DATASET RECORDS:
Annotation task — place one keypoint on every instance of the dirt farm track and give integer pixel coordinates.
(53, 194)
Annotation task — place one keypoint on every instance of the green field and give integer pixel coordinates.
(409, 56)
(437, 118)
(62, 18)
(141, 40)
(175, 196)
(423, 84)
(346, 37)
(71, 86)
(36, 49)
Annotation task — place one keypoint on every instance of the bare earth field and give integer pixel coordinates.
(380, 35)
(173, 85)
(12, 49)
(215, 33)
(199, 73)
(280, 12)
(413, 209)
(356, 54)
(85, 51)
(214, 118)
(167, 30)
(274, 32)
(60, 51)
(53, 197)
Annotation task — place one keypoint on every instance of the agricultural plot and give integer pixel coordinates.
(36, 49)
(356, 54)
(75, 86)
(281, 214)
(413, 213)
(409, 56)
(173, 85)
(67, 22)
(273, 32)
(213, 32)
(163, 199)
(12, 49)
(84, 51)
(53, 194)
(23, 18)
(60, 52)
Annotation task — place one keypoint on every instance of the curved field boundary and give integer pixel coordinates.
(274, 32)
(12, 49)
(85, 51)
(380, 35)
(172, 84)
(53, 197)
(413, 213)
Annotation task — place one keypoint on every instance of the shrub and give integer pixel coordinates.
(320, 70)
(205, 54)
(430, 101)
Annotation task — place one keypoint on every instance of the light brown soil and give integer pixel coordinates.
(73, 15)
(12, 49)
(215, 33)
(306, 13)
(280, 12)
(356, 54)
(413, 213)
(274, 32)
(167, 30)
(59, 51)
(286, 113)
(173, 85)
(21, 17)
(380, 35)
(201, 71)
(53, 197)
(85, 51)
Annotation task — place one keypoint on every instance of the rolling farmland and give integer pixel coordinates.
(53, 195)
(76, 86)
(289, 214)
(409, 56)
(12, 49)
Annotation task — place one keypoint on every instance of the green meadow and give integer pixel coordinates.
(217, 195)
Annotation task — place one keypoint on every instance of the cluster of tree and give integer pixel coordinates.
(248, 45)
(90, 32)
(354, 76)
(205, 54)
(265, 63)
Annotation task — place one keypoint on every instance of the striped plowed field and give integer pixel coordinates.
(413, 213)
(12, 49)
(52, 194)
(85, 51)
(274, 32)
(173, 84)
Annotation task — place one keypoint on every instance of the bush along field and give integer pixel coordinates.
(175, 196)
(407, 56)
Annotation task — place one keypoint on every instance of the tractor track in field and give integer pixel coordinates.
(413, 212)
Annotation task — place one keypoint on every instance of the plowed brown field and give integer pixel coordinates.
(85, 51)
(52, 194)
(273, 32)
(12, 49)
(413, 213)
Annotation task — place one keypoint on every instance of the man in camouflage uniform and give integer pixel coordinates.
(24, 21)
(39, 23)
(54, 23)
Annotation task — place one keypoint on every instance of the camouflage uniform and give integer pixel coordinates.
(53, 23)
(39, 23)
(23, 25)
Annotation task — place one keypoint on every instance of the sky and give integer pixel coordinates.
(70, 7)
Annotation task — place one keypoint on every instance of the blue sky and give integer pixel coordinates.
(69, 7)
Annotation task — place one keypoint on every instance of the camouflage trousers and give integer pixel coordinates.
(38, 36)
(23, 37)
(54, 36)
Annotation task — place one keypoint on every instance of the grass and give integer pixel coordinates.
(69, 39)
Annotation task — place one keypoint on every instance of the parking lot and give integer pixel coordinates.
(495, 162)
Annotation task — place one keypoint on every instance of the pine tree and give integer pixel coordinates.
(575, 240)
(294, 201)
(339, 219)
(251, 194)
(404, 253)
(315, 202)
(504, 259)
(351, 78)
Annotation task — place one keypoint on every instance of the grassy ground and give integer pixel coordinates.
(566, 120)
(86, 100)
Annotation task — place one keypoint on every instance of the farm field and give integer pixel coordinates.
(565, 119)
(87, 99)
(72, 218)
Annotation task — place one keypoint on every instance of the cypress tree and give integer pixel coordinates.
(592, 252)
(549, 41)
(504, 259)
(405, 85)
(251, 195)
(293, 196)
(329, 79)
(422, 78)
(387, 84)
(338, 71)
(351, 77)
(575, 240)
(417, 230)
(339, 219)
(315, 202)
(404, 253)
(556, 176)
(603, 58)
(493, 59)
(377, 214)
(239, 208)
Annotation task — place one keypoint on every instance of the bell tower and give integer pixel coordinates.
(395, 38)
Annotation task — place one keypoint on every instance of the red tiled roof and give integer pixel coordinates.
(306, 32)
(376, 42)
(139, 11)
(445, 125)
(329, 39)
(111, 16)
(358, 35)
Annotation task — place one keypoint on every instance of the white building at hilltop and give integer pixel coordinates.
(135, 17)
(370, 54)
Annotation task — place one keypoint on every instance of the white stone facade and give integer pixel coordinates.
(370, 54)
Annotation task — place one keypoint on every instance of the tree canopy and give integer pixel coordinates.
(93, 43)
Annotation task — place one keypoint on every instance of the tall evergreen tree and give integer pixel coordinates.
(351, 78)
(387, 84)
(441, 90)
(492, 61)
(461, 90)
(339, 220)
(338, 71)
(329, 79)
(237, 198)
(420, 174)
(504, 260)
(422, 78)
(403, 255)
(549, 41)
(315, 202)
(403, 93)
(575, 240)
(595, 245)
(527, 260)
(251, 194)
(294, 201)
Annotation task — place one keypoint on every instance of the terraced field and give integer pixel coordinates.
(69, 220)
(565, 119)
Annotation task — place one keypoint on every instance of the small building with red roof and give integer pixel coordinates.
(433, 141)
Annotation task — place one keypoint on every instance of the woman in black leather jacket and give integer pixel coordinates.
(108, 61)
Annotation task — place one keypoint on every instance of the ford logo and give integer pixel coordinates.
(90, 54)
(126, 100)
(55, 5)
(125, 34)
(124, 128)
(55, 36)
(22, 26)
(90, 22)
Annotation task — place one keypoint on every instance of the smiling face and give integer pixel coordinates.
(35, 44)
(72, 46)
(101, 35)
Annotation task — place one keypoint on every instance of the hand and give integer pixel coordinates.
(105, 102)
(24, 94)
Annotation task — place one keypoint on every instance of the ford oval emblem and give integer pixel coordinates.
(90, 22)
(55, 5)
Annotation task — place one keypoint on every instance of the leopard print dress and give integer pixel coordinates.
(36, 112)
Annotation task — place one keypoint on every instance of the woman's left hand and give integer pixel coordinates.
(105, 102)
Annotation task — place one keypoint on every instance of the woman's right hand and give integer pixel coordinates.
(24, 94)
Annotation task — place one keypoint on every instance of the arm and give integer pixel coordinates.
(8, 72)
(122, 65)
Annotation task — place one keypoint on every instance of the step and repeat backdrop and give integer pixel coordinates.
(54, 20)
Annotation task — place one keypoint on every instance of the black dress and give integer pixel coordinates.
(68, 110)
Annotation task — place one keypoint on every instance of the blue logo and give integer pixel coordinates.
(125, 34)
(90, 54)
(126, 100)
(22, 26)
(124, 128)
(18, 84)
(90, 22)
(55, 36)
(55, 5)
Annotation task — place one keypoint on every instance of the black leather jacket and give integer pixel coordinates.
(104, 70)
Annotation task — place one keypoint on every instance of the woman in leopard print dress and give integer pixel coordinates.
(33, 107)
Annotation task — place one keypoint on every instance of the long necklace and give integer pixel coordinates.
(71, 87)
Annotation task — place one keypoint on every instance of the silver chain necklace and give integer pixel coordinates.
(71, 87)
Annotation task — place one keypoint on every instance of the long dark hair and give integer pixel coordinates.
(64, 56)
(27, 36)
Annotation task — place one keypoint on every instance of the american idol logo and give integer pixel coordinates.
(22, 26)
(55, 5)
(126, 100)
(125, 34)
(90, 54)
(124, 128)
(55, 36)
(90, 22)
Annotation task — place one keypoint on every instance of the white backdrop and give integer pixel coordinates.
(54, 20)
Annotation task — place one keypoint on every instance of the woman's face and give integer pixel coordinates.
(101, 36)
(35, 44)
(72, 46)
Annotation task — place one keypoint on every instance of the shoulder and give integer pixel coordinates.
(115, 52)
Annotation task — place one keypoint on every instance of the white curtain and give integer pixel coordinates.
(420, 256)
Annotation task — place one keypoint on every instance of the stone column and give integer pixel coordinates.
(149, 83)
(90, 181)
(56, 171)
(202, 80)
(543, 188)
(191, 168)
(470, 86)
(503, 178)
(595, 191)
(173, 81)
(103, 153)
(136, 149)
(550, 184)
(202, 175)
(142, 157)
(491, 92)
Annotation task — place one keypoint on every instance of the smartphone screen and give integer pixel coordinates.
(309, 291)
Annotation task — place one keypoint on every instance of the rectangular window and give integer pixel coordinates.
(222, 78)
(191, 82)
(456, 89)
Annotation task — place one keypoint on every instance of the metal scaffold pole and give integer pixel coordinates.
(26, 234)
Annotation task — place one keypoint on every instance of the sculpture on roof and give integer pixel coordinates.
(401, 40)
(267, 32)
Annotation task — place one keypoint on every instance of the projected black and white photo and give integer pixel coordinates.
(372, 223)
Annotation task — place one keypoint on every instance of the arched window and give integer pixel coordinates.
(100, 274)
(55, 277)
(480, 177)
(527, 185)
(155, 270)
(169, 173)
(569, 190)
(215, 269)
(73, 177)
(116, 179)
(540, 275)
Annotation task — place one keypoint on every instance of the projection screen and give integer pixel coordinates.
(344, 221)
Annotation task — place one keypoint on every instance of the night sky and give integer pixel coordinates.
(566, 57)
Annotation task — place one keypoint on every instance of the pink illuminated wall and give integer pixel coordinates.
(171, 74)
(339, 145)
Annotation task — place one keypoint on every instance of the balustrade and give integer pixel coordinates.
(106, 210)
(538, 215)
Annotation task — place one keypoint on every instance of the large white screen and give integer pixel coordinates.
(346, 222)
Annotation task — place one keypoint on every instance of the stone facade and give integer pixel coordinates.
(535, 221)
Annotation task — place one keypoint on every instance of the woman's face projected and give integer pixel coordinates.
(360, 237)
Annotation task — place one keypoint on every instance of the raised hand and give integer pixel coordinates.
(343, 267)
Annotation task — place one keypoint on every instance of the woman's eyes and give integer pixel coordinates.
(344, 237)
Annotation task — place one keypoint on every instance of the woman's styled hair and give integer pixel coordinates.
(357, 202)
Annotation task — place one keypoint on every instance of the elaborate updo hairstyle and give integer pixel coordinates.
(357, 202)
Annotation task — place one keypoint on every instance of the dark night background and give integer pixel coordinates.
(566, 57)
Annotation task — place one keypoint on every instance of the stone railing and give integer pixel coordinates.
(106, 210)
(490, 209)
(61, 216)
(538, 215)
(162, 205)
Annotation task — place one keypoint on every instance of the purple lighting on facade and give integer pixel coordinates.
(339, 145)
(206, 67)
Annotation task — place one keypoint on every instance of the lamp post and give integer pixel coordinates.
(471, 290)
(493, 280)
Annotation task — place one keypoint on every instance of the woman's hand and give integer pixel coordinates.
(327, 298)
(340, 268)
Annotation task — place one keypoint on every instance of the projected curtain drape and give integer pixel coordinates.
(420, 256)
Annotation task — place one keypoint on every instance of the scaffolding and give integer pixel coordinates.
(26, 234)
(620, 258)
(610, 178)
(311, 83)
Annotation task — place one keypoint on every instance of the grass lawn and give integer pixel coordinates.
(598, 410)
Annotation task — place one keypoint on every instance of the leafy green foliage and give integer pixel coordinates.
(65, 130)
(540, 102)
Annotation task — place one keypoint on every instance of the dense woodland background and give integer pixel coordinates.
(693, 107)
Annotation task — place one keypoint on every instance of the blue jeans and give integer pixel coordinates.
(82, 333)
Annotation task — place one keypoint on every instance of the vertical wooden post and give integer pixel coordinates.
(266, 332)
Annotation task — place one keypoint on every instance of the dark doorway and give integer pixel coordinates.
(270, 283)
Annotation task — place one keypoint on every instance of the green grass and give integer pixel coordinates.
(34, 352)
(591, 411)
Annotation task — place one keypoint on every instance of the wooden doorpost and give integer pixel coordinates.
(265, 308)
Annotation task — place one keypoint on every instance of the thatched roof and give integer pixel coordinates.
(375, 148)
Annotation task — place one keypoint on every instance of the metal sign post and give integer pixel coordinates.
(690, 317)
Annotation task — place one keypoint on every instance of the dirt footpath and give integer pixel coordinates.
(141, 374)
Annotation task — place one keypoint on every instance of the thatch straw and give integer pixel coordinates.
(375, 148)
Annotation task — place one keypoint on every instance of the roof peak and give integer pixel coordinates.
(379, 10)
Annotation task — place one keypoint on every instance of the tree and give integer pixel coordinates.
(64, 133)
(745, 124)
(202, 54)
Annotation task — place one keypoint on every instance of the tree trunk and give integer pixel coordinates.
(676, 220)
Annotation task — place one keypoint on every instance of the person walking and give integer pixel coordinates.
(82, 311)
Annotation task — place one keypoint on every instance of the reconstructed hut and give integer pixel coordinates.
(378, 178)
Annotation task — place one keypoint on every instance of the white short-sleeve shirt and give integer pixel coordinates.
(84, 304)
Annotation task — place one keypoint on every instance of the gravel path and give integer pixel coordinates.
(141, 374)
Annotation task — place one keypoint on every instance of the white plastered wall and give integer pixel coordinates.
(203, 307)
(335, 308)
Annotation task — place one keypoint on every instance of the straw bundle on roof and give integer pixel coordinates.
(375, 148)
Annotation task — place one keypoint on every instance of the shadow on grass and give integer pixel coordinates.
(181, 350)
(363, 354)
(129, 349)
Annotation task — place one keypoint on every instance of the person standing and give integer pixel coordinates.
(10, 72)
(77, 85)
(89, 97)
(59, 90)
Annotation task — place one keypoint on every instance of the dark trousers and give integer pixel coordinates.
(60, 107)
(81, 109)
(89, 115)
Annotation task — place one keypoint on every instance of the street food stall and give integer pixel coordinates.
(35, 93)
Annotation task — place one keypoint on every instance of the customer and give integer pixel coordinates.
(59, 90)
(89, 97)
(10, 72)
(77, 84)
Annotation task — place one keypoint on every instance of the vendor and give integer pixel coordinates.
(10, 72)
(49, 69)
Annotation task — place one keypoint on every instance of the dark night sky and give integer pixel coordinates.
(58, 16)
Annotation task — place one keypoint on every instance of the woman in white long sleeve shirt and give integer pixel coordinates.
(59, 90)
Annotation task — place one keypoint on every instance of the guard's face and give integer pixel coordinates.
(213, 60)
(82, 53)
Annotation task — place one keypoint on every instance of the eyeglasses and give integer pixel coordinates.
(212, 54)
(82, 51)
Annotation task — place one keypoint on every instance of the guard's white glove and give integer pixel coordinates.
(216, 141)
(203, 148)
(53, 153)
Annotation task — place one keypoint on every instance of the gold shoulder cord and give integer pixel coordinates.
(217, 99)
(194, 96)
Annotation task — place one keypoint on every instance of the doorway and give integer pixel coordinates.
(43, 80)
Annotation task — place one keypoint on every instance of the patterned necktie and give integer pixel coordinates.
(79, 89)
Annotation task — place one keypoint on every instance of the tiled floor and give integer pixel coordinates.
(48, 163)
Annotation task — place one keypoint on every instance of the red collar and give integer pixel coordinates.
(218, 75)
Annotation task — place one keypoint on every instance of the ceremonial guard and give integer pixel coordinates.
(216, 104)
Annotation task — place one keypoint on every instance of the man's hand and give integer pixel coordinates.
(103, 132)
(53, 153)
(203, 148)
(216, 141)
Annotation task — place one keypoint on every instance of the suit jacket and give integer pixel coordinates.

DIRECTIONS: Return, word for word, each line from the line that contains "cord and give integer pixel coordinates." to the end of the listing above; include both end lines and nothing else.

COMPLETE RESPONSE:
Annotation task — place one keypoint on every instance of the gold shoulder cord and give integer pixel coordinates.
(217, 99)
(194, 96)
Annotation task — place one keypoint on every instance of the doorway and give integer pixel coordinates.
(43, 80)
Annotation task — place one keypoint on every instance of the patterned necktie and give integer pixel coordinates.
(79, 89)
Annotation task — place one keypoint on every instance of the tiled floor and give integer pixel coordinates.
(48, 163)
Annotation task — place one keypoint on every instance of the red collar and give integer pixel coordinates.
(218, 75)
Annotation task — place one keypoint on every instance of the ceremonial guard and give integer pixel coordinates.
(216, 104)
Annotation task — place one keypoint on every instance of the man's hand and give integer pixel coordinates.
(103, 132)
(53, 153)
(203, 148)
(216, 141)
Annotation task — place one keypoint on every instance of the suit jacket and give integer pixel coordinates.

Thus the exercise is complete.